== WHAT IS NEEDED ==
Extend the Wireshark mailing-list thread about viewing visited HTTP hosts, picking up right after its final sentence.

== SOURCE PASSAGE ==
Huge thanks to our Platinum Members Endace and LiveAction,
and our Silver Member Veeam, for supporting the Wireshark Foundation and project.

Wireshark-users: Re: [Wireshark-users] How to see HTTP hosts visited

From: Andreas Fink <afink@xxxxxxxxxxxxx>
Date: Tue, 13 Nov 2007 09:47:37 +0100
the two switches are not forwarding packets to your PC as the destination of the packets are not meant to receive it You need to do the tracing on the WRTG54G itself (if it runs some linux for example) or it should forward packets. I dont think even without the two switches you will see the packets as they come/go from DSL and WLAN. So the WRT will not forward it to you because it knows (or thinks) you are not looking for those packets.


On 12.11.2007, at 22:34, Gary Fritz wrote:

From: Stephen Fisher <stephentfisher@xxxxxxxxx>
What does your network setup look like? Do you have separate wireless
AP, router, cable/dsl modem?  Or which parts are combined into one?

Our home network looks something like this (sorry for the ASCII graphics):

Linksys
WRT54G -------- switch -------- switch ---- my PC
(wifi hub)
    |
    |
other PCs

The Linksys is acting as a "DSL" modem (although my broadband
connection is actually wireless), router, and wireless AP.

So I have 2 switches between the router and my PC. Could that be part of
the problem?

== DATASET EXCERPT ==
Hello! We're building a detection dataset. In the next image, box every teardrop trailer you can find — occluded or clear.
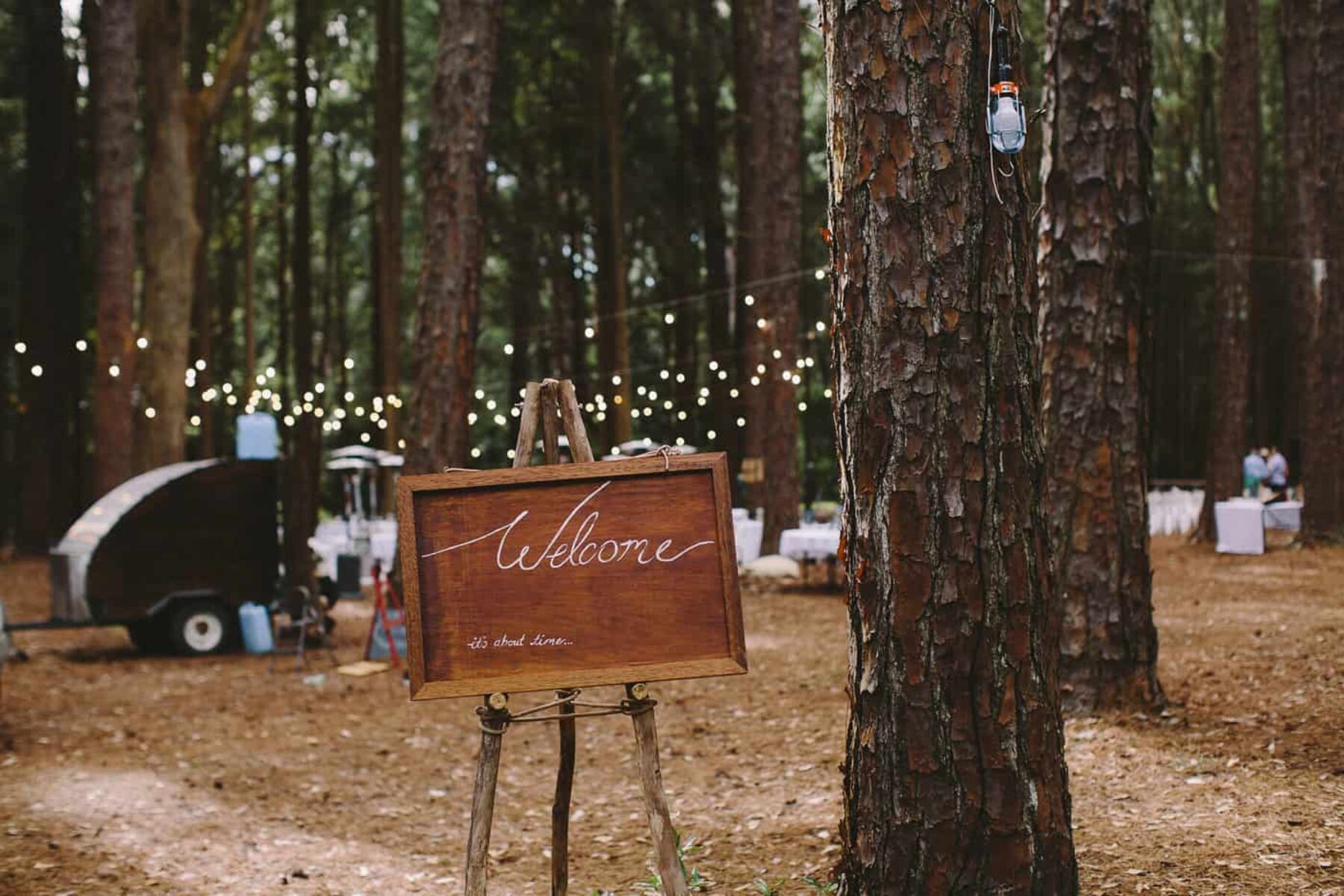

== FINAL RESULT ==
You could monitor the wifi through another wifi connection only if your operating system & wireless driver support promiscuous mode, which is not
common (especially on Windows).

Hm.  And I am running on Windows -- XP Home & Pro.  The promiscuous-
mode option is checked in the "Capture Options" dialog.

Ideally you would monitor his machine by installing Wireshark on his
machine, but that may give away what you're trying to do :).

Yeah, that's not ideal for me.  :-)

Since the initial sites visited are typically the only time HTML is
loaded (the accesses to other sites are usually graphics), this display
filter should help narrow it down:

ip.addr == 192.168.1.106 && http && http.content_type contains
"text/html"

Hm, no, I'm still seeing requests for googleadservices.com,
pagead.l.google.com, rcm.amazon,com, some gifs and jpgs, etc. A lot of the
sites I'm seeing are requesting p3p.xml files or similar.

And it doesn't seem to be capturing all the actual browse requests. E.g. if I browse to www.dogpile.com (my son's favorite search engine), nothing gets
through the filter.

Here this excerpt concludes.